Available records:
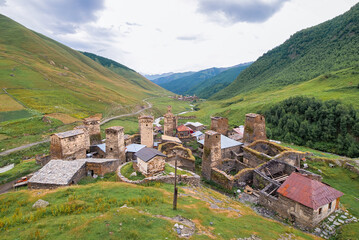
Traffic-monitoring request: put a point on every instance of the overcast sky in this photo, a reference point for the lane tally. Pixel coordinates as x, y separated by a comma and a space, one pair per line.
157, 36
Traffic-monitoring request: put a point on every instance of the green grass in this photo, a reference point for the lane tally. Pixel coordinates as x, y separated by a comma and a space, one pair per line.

* * *

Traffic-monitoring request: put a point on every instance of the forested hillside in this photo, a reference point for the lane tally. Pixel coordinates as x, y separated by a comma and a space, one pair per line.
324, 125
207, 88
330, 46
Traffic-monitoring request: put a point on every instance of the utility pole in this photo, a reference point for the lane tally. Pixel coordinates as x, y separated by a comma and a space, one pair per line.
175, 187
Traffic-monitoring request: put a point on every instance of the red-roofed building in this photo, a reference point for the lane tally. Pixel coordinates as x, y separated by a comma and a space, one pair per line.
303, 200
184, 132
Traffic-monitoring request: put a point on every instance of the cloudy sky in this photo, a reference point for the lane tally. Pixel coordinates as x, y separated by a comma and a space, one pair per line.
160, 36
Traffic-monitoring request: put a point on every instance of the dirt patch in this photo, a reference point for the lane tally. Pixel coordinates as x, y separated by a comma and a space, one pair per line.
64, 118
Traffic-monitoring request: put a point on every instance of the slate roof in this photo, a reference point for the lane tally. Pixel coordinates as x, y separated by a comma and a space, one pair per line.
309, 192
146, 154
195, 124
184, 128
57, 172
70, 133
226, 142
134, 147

Work instruction: Which lines above run from the one containing "of the overcast" to the one containing "of the green"? Give them again exactly, both ends included.

Solution:
Traffic-monitoring request: put a point on every instance of the overcast sky in this photo, a reference point for the lane tally. Pixel coordinates as x, y separated by a comma and a space, one pair per line.
157, 36
Traffic-monitoring request: put a point on every instance of the green grass in this photo, a reference point for the lane tally. Pixel coordinates as x, y separated by a comma and a space, one pair per line.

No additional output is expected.